___ Provided entries

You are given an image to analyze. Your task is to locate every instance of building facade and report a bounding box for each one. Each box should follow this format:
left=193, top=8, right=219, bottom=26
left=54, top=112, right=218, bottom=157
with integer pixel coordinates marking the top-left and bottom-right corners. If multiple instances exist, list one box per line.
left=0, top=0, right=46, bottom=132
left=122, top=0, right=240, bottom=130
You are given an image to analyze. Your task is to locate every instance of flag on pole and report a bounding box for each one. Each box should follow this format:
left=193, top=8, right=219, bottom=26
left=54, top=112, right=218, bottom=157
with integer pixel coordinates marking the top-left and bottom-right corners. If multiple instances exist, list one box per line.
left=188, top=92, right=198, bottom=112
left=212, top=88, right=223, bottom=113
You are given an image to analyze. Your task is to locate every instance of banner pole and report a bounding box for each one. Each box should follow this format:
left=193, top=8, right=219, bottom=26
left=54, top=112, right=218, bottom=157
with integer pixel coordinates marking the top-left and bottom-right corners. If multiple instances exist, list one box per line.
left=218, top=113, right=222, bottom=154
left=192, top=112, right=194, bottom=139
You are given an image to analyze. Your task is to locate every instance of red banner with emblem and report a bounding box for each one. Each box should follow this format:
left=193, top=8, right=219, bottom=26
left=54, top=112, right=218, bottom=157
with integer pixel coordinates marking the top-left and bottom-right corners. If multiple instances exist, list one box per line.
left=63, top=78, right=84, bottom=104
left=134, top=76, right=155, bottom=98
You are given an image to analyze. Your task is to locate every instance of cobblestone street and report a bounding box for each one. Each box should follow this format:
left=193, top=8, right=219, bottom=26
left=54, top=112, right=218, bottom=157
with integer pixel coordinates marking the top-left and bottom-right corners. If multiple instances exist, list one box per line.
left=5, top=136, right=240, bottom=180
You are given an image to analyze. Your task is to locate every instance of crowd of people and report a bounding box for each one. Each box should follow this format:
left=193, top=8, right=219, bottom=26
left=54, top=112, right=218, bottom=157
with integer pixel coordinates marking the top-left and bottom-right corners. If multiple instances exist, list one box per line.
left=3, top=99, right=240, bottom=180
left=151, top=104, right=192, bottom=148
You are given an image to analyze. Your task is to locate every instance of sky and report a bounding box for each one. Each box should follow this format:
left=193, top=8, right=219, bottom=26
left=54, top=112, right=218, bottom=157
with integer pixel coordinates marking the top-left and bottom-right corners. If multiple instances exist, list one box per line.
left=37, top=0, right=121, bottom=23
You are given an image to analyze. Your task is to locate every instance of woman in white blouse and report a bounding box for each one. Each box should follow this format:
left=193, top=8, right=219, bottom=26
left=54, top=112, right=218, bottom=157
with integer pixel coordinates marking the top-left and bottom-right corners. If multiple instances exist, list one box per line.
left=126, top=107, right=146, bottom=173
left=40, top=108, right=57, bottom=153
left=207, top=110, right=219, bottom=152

______
___ Provided entries

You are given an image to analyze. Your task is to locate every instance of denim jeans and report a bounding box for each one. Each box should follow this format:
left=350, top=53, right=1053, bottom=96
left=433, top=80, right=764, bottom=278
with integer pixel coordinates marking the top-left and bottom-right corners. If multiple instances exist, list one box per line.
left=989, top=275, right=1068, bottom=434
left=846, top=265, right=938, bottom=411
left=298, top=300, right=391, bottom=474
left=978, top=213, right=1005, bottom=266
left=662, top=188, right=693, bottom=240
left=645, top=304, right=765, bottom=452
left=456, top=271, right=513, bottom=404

______
___ Provided entries

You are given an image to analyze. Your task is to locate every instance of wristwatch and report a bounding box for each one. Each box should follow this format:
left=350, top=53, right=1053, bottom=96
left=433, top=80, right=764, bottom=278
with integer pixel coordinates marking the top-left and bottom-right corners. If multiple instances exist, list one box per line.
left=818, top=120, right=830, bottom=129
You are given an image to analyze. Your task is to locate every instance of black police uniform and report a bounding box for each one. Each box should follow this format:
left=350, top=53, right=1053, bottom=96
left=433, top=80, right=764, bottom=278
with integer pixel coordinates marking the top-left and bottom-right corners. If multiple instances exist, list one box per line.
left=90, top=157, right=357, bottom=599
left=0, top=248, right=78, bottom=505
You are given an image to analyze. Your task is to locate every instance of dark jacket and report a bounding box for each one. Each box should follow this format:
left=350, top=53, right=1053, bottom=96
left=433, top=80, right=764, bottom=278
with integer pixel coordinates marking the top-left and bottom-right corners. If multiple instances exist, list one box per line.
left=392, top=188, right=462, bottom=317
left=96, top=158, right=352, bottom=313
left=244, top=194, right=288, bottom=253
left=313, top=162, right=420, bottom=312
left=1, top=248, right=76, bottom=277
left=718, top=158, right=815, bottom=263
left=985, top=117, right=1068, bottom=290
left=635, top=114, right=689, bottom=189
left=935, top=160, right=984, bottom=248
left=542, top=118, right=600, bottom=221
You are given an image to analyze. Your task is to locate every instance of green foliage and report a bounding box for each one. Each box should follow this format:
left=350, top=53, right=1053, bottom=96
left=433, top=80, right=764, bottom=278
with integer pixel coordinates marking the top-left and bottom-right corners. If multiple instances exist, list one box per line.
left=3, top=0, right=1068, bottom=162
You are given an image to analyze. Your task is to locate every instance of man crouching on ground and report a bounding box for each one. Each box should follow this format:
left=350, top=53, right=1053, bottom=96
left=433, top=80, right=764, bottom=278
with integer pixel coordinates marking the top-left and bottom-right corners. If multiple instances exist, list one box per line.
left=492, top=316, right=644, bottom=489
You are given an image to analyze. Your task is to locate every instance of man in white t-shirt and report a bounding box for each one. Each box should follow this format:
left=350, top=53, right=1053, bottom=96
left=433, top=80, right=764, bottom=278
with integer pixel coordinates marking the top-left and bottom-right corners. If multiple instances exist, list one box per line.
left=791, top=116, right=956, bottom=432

______

_About this task:_
Only lines holding "white" are wanted; copy all of them from the listing.

_Exercise solution:_
You are given an image to analyze. Your task is to locate every instance of woman in white blouse and report a bounding box for each one. Each box should follow this format:
You are given an image to analyze. Your task is to locate every instance of man in white t-shirt and report a bounding box for each one. Each box should follow this format:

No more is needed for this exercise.